┌──
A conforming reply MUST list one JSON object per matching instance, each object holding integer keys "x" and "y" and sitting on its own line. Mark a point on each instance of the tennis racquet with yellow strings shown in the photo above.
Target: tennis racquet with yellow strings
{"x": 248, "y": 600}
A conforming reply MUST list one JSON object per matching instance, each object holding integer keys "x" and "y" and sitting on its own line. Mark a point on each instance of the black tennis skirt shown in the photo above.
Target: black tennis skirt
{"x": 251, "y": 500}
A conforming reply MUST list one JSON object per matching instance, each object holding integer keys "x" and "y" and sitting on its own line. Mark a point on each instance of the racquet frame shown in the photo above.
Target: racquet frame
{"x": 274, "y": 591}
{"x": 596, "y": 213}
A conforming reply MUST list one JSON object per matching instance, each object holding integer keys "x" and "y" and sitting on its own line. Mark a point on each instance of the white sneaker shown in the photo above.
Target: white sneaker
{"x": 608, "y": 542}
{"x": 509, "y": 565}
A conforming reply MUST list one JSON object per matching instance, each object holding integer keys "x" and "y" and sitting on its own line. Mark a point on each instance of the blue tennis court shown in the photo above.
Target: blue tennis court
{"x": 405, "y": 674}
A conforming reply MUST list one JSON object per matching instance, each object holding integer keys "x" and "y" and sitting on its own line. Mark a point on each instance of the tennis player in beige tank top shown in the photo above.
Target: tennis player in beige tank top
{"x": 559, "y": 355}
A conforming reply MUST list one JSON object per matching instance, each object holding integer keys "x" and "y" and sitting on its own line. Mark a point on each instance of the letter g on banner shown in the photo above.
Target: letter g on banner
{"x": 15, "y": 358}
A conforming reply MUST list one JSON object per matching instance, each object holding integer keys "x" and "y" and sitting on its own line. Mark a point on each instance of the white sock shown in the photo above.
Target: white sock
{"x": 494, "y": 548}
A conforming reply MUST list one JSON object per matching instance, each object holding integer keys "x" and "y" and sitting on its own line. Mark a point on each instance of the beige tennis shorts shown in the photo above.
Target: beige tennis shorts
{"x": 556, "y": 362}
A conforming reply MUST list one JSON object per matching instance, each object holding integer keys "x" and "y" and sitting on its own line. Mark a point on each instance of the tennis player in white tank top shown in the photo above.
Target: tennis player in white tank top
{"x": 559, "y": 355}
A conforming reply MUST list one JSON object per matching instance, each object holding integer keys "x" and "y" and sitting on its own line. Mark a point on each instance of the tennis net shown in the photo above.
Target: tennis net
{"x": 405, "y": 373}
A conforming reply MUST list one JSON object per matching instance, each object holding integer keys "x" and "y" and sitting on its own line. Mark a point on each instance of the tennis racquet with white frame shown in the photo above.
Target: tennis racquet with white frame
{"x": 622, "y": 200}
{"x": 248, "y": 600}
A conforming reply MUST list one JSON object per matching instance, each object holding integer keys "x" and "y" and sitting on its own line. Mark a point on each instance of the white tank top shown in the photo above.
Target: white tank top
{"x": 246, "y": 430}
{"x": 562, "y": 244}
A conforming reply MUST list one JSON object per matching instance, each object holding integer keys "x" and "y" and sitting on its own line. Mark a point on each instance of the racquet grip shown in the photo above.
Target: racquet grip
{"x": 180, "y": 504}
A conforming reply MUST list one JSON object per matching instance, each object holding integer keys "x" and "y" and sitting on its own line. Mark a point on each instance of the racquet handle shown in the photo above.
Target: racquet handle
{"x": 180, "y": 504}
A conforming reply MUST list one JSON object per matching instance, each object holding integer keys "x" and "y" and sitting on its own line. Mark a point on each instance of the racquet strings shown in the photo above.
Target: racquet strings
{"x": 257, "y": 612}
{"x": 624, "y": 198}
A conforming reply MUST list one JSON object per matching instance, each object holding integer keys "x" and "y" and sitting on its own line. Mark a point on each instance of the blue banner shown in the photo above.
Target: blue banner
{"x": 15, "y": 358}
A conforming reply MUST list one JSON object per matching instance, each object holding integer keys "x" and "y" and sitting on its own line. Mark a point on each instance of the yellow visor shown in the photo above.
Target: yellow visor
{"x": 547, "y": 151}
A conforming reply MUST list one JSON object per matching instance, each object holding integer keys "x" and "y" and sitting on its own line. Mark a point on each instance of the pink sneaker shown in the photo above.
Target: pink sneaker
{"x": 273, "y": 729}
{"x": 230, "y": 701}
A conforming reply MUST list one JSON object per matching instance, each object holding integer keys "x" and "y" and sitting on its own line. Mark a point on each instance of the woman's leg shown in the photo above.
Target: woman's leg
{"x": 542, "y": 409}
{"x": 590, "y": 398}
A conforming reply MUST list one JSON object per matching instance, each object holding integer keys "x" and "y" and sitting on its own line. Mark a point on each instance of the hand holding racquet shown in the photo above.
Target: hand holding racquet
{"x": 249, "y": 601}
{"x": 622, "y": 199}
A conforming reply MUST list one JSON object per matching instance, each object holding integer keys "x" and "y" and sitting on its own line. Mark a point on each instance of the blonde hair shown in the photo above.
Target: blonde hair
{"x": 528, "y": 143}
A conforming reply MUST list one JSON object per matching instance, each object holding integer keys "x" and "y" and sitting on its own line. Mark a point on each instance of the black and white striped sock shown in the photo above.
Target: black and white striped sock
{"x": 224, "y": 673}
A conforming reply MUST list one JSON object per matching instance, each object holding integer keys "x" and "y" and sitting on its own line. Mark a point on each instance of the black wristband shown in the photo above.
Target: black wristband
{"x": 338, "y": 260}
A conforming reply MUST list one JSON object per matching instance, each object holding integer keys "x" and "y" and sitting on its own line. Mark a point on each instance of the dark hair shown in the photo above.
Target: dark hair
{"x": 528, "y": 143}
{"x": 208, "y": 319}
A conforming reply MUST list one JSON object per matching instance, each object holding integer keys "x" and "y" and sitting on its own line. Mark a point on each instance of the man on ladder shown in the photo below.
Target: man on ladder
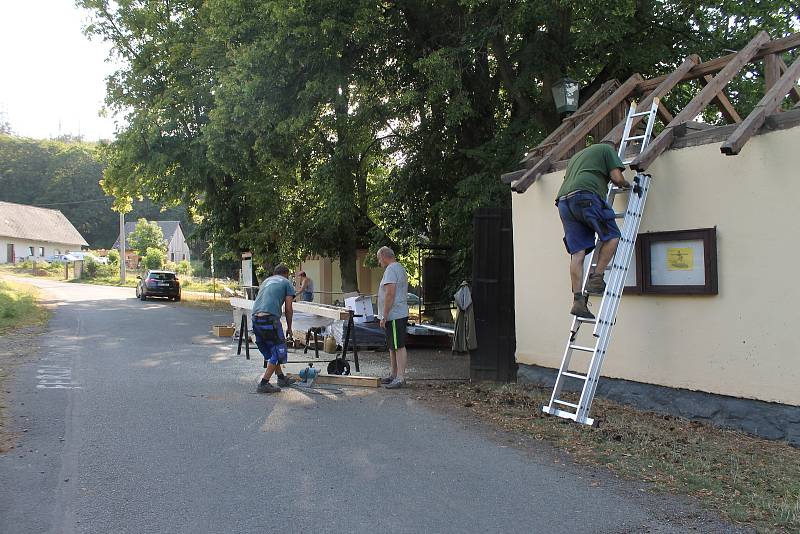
{"x": 584, "y": 212}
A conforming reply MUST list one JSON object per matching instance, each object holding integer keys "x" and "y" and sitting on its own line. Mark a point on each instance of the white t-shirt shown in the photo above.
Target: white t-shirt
{"x": 394, "y": 274}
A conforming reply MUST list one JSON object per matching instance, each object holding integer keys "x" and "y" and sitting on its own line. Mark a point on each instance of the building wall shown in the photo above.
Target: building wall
{"x": 327, "y": 276}
{"x": 740, "y": 342}
{"x": 21, "y": 248}
{"x": 178, "y": 250}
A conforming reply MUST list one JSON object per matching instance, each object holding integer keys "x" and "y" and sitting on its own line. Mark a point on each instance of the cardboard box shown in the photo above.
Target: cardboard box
{"x": 223, "y": 330}
{"x": 361, "y": 306}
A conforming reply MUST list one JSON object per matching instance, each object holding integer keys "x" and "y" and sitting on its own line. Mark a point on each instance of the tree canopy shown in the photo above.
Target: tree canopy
{"x": 291, "y": 127}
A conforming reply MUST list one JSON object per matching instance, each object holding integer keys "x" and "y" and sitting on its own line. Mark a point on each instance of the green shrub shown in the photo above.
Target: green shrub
{"x": 89, "y": 267}
{"x": 154, "y": 258}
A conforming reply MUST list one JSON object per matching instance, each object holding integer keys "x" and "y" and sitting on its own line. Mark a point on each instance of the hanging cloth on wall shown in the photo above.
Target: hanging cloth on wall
{"x": 464, "y": 338}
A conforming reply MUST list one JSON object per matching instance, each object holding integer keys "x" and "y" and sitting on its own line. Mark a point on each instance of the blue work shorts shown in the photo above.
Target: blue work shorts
{"x": 270, "y": 338}
{"x": 583, "y": 215}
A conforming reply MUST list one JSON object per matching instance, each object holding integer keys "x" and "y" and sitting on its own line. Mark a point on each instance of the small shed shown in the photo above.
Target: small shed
{"x": 30, "y": 232}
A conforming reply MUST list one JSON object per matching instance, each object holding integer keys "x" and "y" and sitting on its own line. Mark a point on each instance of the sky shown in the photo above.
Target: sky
{"x": 52, "y": 78}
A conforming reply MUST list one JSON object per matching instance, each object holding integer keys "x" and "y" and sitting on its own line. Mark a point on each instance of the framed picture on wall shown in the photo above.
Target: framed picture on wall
{"x": 633, "y": 280}
{"x": 682, "y": 262}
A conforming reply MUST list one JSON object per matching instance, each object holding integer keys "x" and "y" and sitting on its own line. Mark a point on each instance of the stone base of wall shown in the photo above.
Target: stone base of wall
{"x": 765, "y": 419}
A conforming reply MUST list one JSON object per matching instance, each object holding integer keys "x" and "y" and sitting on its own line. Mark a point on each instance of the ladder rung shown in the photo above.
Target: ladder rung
{"x": 574, "y": 375}
{"x": 565, "y": 403}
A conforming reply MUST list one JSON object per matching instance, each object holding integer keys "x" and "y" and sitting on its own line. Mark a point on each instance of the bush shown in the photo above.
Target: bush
{"x": 154, "y": 258}
{"x": 184, "y": 267}
{"x": 90, "y": 267}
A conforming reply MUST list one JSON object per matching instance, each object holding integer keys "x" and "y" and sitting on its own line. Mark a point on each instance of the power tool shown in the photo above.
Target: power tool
{"x": 308, "y": 375}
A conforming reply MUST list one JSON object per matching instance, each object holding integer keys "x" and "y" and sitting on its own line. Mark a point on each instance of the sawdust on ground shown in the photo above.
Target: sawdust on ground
{"x": 16, "y": 347}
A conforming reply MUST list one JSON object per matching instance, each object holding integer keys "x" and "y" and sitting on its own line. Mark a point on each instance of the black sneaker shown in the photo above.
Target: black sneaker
{"x": 286, "y": 381}
{"x": 595, "y": 285}
{"x": 580, "y": 308}
{"x": 266, "y": 387}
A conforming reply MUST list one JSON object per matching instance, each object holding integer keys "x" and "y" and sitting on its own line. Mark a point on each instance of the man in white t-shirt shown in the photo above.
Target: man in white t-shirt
{"x": 393, "y": 312}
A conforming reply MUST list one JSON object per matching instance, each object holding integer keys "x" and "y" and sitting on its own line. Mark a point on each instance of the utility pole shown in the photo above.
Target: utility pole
{"x": 121, "y": 247}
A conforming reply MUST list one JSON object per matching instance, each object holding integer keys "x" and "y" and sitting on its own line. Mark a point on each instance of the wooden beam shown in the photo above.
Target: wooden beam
{"x": 662, "y": 89}
{"x": 765, "y": 106}
{"x": 323, "y": 310}
{"x": 512, "y": 176}
{"x": 699, "y": 102}
{"x": 664, "y": 113}
{"x": 345, "y": 380}
{"x": 578, "y": 133}
{"x": 587, "y": 107}
{"x": 715, "y": 65}
{"x": 722, "y": 102}
{"x": 794, "y": 93}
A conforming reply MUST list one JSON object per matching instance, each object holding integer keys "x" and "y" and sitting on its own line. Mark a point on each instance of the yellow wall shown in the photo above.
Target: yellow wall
{"x": 741, "y": 342}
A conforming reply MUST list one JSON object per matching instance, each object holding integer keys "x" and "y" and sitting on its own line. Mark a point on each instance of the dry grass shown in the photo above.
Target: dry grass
{"x": 747, "y": 480}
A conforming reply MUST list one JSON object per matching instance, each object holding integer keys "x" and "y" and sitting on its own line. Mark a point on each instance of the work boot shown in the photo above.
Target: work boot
{"x": 580, "y": 307}
{"x": 595, "y": 285}
{"x": 266, "y": 387}
{"x": 286, "y": 381}
{"x": 397, "y": 383}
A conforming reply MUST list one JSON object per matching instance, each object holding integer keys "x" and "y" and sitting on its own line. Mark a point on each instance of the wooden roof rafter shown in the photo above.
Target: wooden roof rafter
{"x": 779, "y": 79}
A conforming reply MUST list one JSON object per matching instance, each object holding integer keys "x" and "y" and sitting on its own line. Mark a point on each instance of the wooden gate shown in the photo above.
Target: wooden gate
{"x": 493, "y": 296}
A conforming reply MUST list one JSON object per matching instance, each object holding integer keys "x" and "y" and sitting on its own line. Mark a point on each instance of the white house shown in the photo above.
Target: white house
{"x": 31, "y": 232}
{"x": 177, "y": 249}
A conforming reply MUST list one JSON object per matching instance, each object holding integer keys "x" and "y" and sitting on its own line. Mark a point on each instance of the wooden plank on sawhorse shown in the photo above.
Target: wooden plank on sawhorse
{"x": 346, "y": 380}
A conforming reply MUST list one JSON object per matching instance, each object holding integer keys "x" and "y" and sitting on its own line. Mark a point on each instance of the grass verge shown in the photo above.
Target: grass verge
{"x": 18, "y": 307}
{"x": 745, "y": 479}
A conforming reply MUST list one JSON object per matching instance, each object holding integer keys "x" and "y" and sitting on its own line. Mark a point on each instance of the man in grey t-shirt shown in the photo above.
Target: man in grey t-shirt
{"x": 393, "y": 312}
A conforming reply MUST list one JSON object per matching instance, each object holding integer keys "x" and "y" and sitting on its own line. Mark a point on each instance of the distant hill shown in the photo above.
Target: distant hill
{"x": 65, "y": 175}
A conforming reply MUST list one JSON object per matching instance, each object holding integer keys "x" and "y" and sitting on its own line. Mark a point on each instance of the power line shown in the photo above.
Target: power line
{"x": 72, "y": 202}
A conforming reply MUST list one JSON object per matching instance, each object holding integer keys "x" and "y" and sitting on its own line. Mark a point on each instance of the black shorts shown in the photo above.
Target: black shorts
{"x": 396, "y": 333}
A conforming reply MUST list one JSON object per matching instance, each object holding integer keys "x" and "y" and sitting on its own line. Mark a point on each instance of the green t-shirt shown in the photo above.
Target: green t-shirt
{"x": 590, "y": 169}
{"x": 272, "y": 294}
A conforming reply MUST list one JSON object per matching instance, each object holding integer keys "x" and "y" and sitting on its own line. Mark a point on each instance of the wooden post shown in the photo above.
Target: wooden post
{"x": 722, "y": 102}
{"x": 794, "y": 94}
{"x": 765, "y": 106}
{"x": 696, "y": 105}
{"x": 580, "y": 131}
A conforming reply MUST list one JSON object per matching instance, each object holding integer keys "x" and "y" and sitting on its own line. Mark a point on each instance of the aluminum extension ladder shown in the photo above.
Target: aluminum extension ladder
{"x": 606, "y": 316}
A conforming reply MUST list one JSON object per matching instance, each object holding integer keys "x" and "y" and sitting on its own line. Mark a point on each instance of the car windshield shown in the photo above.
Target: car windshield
{"x": 162, "y": 276}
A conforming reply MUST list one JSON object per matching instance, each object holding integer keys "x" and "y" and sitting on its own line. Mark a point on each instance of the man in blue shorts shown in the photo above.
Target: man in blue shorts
{"x": 274, "y": 293}
{"x": 584, "y": 212}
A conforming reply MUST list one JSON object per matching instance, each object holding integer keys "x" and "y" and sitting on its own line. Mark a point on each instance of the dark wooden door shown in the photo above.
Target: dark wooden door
{"x": 493, "y": 296}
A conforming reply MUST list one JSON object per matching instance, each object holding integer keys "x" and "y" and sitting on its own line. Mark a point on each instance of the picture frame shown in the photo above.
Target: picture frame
{"x": 679, "y": 262}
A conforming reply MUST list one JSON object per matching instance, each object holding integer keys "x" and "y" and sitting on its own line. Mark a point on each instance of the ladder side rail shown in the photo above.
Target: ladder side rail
{"x": 559, "y": 384}
{"x": 587, "y": 395}
{"x": 631, "y": 213}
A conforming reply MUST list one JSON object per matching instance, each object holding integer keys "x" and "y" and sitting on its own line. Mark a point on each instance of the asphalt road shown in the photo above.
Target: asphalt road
{"x": 134, "y": 419}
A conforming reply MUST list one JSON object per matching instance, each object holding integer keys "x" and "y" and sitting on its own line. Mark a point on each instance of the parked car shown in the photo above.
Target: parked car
{"x": 159, "y": 284}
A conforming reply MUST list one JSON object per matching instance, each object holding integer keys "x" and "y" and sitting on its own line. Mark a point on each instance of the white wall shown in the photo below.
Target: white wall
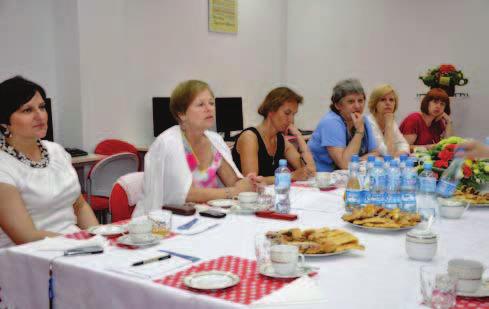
{"x": 102, "y": 61}
{"x": 131, "y": 51}
{"x": 391, "y": 41}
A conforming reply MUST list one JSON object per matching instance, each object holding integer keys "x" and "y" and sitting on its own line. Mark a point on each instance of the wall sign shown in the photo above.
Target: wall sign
{"x": 223, "y": 16}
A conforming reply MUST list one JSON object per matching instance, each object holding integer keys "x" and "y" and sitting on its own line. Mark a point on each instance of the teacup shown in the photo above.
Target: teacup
{"x": 323, "y": 179}
{"x": 284, "y": 259}
{"x": 451, "y": 208}
{"x": 161, "y": 221}
{"x": 468, "y": 272}
{"x": 140, "y": 229}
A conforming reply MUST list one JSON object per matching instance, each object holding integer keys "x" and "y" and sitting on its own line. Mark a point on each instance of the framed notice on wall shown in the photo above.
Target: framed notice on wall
{"x": 223, "y": 16}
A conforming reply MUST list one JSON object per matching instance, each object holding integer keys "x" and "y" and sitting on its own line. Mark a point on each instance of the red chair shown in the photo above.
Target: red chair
{"x": 113, "y": 146}
{"x": 120, "y": 206}
{"x": 102, "y": 177}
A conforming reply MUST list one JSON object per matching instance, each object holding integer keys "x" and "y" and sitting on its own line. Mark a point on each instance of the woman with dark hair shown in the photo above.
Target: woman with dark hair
{"x": 343, "y": 131}
{"x": 430, "y": 125}
{"x": 258, "y": 149}
{"x": 39, "y": 189}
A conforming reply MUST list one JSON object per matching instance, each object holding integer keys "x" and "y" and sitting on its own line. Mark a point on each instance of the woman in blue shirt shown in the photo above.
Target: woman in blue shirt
{"x": 343, "y": 131}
└──
Task objective: Work out how many lines in the material above hold the string "below", and reply with the number only.

Task result: 2